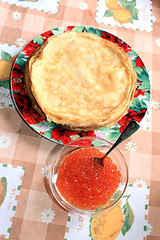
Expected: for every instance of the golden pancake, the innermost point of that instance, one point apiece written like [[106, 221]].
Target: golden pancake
[[80, 81]]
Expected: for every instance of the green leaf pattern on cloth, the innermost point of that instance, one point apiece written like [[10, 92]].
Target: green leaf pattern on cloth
[[128, 218], [5, 56], [39, 39]]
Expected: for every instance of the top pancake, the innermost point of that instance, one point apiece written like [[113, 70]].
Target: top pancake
[[80, 80]]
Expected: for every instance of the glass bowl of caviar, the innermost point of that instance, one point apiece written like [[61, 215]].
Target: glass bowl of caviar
[[82, 185]]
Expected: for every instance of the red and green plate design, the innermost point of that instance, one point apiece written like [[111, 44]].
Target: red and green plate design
[[56, 133]]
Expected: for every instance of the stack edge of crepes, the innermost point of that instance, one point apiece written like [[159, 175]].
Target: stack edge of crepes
[[80, 81]]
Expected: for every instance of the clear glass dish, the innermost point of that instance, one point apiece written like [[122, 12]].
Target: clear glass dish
[[57, 157]]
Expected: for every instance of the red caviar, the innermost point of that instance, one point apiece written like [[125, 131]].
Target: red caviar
[[83, 182]]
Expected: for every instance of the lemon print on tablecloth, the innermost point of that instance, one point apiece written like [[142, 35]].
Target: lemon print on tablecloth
[[122, 15], [6, 63], [112, 4], [108, 225], [122, 11]]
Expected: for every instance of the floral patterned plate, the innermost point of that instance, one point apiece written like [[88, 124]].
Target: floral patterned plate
[[56, 133]]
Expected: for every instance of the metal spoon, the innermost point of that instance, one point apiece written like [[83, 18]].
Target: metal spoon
[[131, 128]]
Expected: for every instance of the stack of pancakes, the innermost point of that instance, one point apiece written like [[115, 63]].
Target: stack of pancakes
[[80, 81]]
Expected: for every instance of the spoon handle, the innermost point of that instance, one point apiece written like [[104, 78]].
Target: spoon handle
[[131, 128]]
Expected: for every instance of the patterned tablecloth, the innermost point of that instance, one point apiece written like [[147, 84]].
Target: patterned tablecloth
[[26, 209]]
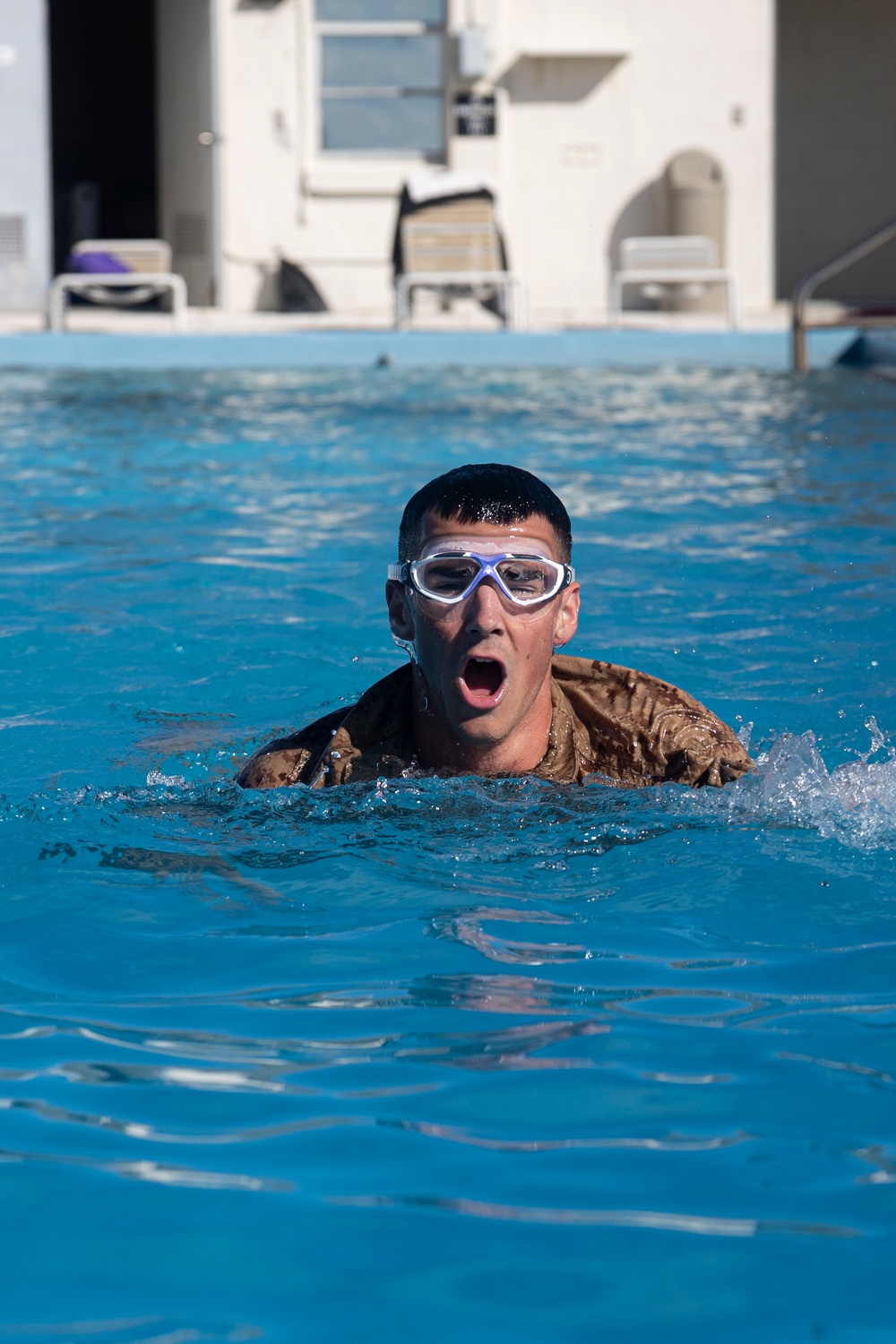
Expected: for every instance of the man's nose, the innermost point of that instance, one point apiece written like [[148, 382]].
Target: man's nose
[[485, 610]]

******************************

§ What to produce:
From the line that contains "Target: red caviar" to the end of the material above, output every line exactly, both ends included, but leave out any pictures.

§ Answer to this exercise:
Target: red caviar
[[83, 182]]
Expected: for every instance of the lemon print on tablecloth, the innermost point of that instance, one point apiece written like [[142, 35]].
Target: lemon print on tablecloth
[[122, 15], [6, 63], [112, 4], [108, 225], [122, 11]]
Expected: for every instance of the floral patterned plate, the innermost point of that instance, one point apiece written like [[88, 124]].
Target: floral patterned plate
[[56, 133]]
Expected: for every instance of the metal spoon, the innermost point of that instance, one point apiece written like [[83, 18]].
Target: metal spoon
[[131, 128]]
Expected: for every instance of the stack of pancakes, the innermost point of that instance, one point apiece written like [[115, 63]].
Target: stack of pancakes
[[80, 81]]
Expected: for every instance of the spoon handle, the innermost point of that instance, one point apiece written like [[104, 78]].
Target: spoon handle
[[131, 128]]
Expected: for every instance of the patterned tablecloth, the innermost point of that instance, one point apiece written like [[147, 84]].
Target: patterned tablecloth
[[26, 209]]
Expected: for every instance of the man's nose, the innermost point of that instance, one point apiece written like [[148, 382]].
Target: man's nose
[[485, 610]]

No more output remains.